> DIRECTIVE: Arrange all of the material below as a numbered list, dropping any blank lines and leaving the pictures out.

> SUPPLIED INFORMATION:

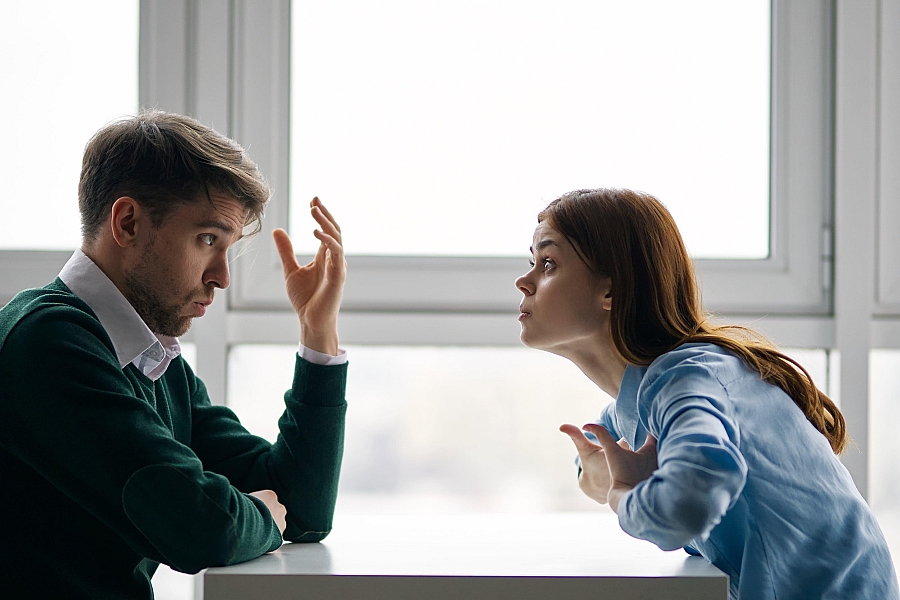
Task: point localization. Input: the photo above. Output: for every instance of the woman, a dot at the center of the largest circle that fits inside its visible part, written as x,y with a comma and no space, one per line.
726,447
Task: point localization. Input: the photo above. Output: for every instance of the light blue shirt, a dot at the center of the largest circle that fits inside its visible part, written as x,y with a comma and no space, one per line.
745,479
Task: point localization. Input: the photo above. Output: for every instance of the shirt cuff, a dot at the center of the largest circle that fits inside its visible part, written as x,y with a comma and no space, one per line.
320,358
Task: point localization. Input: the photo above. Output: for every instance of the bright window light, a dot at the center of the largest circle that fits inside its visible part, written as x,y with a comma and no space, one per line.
443,128
67,69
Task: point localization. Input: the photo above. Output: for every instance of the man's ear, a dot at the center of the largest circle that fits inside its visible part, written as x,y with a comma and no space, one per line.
125,220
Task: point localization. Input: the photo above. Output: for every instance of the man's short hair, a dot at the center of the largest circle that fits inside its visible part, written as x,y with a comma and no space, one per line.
163,161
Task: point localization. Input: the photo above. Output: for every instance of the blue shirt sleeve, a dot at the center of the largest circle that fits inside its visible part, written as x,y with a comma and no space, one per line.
701,471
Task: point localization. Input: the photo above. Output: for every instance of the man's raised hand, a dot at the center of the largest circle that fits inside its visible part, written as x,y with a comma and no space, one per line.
315,289
594,479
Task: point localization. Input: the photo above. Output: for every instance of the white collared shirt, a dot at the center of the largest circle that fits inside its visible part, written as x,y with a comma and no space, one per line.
132,339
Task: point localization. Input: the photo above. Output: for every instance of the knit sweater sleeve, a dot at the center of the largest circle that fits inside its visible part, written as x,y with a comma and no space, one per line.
701,469
302,466
70,412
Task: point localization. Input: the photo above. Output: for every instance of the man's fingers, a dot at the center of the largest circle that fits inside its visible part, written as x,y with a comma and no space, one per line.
583,445
317,202
285,251
649,446
324,218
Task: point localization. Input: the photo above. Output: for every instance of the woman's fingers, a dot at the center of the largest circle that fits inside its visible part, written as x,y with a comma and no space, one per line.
607,442
583,445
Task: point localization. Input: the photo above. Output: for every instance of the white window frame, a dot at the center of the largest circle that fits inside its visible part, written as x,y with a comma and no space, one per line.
835,197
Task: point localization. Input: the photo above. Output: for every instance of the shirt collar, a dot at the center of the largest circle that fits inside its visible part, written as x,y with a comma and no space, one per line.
132,339
627,410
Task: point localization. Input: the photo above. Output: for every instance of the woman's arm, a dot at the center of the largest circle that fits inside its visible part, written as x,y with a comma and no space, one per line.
701,471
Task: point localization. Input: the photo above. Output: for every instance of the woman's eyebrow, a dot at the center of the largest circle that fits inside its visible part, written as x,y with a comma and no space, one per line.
543,244
216,225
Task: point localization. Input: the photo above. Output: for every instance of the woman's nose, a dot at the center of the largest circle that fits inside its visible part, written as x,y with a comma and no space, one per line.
524,285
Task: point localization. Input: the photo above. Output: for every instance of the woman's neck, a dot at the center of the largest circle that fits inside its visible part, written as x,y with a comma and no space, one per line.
603,365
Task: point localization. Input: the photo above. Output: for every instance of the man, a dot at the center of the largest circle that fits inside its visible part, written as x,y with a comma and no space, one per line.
112,457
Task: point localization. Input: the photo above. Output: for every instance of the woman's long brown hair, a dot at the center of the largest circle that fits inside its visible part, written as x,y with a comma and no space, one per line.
631,238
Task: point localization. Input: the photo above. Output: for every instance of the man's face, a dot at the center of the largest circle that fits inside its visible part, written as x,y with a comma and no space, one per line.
181,263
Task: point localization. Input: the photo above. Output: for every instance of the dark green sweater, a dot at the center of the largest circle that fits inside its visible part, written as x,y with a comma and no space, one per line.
105,473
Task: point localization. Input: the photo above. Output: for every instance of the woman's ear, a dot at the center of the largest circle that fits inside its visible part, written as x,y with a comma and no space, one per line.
606,293
124,218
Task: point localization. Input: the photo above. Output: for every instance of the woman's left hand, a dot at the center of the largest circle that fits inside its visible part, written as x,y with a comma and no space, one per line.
626,468
315,289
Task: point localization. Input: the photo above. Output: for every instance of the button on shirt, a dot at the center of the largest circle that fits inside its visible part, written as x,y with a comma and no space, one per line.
132,339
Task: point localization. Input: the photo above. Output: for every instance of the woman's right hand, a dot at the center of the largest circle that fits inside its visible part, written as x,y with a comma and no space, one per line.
595,479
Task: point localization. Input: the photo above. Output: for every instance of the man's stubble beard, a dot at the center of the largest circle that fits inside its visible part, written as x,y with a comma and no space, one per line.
144,295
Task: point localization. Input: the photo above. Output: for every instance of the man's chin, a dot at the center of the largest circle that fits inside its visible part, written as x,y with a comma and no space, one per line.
176,330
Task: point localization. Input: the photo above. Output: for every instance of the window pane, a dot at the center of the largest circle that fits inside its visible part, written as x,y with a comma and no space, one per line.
440,429
443,128
67,68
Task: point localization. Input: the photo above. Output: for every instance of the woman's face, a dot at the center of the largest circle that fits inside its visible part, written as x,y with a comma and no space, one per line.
565,308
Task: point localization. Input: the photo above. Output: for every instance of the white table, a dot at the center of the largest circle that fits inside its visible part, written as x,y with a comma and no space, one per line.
566,555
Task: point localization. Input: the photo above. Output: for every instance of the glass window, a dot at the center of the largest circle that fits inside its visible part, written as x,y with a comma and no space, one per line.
446,429
67,69
442,129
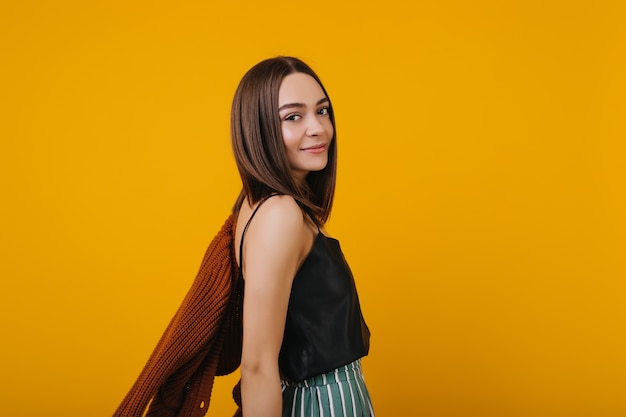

> WRITTEN REPLY:
1. Task: point localization. Input: the photo above. Output: for every instance of the woman, a dot at the center of the largest circle that fits inside its visible part, written as x,y with a comma and no space, one per line.
2. 726,447
3. Task: point localization. Input: the photo above. Output: for every instance of the light blue shirt, a dot at the center of the largest circle that fits inside its visible part, written as x,y with a comma and no space, one per line.
4. 745,479
5. Task: point localization. Input: the photo above. Output: for every instance of the shirt cuff, a dot at the center of the largest circle that fits inside its visible part, written as x,y with a comma and no space, one per line.
6. 320,358
7. Task: point localization. Input: the photo above. Output: for every instance of the bright window light, a dot at the center of the largest circle that fits inside its visible part, written as x,y with a comma and no space, one per line.
8. 443,128
9. 67,69
10. Task: point localization. Input: the photo above. Output: for every instance of the man's ear, a dot at the center of the largest circle that fits inside its visible part, written as x,y with a comma and no space, one per line.
11. 125,220
12. Task: point localization. Input: the photo above. Output: for every instance of the man's short hair, a dot at the center of the largest circle that fits inside its visible part, written as x,y with a comma and no space, one per line.
13. 163,161
14. Task: point localization. Input: the photo above. Output: for every instance of the blue shirt sleeve, a dot at the center of the largest circle that fits inside its visible part, written as x,y with a comma and no space, one per line.
15. 701,471
16. Task: point localization. Input: the photo above. Output: for every instance of the man's raised hand, a dot at the center of the largest circle that fits inside its visible part, written as x,y with a comma and no space, one per line.
17. 315,289
18. 594,479
19. Task: point localization. Input: the photo above. Output: for every instance of the white collared shirt, a dot at the center of the largest circle that fits inside its visible part, written as x,y with a comma and no space, one per line.
20. 132,339
21. Task: point localization. Input: the photo above. Output: for every instance of the knit sweater sleeve, a dot at the center of the largest circle that fits inside its visible part, written as x,y with a comma and no space, one per line.
22. 701,469
23. 302,466
24. 70,412
25. Task: point localization. Input: the photo above. Output: for every instance of the man's fingers, a dot at the center of the largest circle that fits inside its visible part, written as x,y with a comma and no space, one per line.
26. 583,445
27. 317,202
28. 285,251
29. 649,446
30. 324,218
31. Task: point localization. Input: the photo above. Output: for every instance of the woman's fingers, a dot at the center of the largest circle that fits inside its visible part, written as x,y with a comma and no space, one per line.
32. 607,442
33. 583,445
34. Task: point localization. Input: the photo above. Output: for every instance of the white window frame, a dot at the center of the largest circle that fits inside its visible part, written as x,y with a comma and no space, one per line.
35. 835,197
36. Task: point localization. Input: the photo above. Output: for every instance of the shirt collar, a dot at the center of the largest circle that fits inside its visible part, written as x,y with a comma and no space, one per line.
37. 132,339
38. 627,410
39. Task: point localization. Input: the photo above. Output: for every instance of the woman's arm, a dot at the center of the largest circle that fits inside its visible part, written as x,y with a comma and no space, one per line.
40. 701,471
41. Task: point localization. Input: the photo above. Output: for every instance of the woman's eyebrow, a dot at the center of the largest circle that fits inside its visible part, written as x,y with a comma and no space, one per line.
42. 543,244
43. 216,225
44. Task: point localization. Input: the photo above. Output: for every instance of the woman's nose, a dot at the center of the largest circle that fits inside its visible part, written as x,y with a comma and no space, one per line.
45. 524,285
46. Task: point localization. Input: the photo above. Output: for every instance of the woman's neck, a dot at the center of the largest circle that fits inside its visible part, written as x,y with a comma and no space, one per line.
47. 603,365
48. Task: point localization. Input: the photo above. Output: for every instance of the man, a dot at the center of the largest circle that fits inside its visible part, written as x,y with a comma and no space, one per line.
49. 112,457
50. Task: point localization. Input: the photo above. Output: for every instance of the woman's long brown hair, a dot at the center of the largest circle that fits inside its visible part, written as x,y with a comma and no space, one per line.
51. 631,238
52. Task: point localization. Input: the photo above. Output: for every instance of the man's face, a dot at the center of the largest circle that fits inside its visible part, written as x,y with a comma and no space, one per line.
53. 181,263
54. Task: point localization. Input: the photo above. Output: for every instance of the dark green sweater, a dot at the center of the largest circle that fits inside its visible part, written as x,y with a comma and no space, one per line.
55. 105,473
56. Task: point localization. Input: the photo above. Output: for every instance of the woman's ear, a dot at the center of the largest circle that fits inside its visible part, written as x,y with a comma and no space, one per line.
57. 606,293
58. 124,218
59. Task: point localization. Input: the photo above. Output: for every instance of the woman's left hand, a dot at the center of the largest circle that fits inside its visible part, written as x,y with a comma and no space, one per line.
60. 626,468
61. 315,289
62. Task: point localization. Input: the photo above. Output: for every instance of the button on shirt, a dot at the center of the largest circle that fits inside its visible part, written as x,y with a comma and no space, one per line.
63. 132,339
64. Task: point localization. Input: the photo above. Output: for every instance of the woman's right hand, a dot at the center of the largest circle that fits inside its visible part, written as x,y with a comma and no space, one per line.
65. 595,479
66. Task: point localization. Input: the photo above. Output: for every instance of the man's stubble beard, a dot at the center of the largest circle that fits inside its visible part, written as x,y with a comma and no space, one per line.
67. 144,295
68. Task: point localization. Input: the photo above. Output: for every instance of the man's chin, a dot at the center of the largest circle that fits inside its visible part, written as x,y with a comma and no space, one per line.
69. 176,330
70. Task: point localization. Input: the photo above. Output: for every instance of the window pane, a dot at the center of the largest circle that fits inside its visible part, written as x,y with a comma and no space, one per line.
71. 440,429
72. 443,128
73. 67,68
74. Task: point localization. Input: the photo above. Output: for every instance of the woman's face, a dot at the center of the largest circle that fits inside its visible part, written as x,y with a comma and no space, one per line.
75. 565,308
76. Task: point localization. Input: the photo above. Output: for every instance of the white table, a dot at the center of the largest circle that fits inside its visible part, written as x,y with a comma and no space, one per line.
77. 566,555
78. Task: point localization. Input: the photo above. Output: for every instance of the glass window, a dot at the center of the largest circle that fits inside its visible part, written as x,y with a comma and no space, one per line.
79. 446,429
80. 67,69
81. 442,129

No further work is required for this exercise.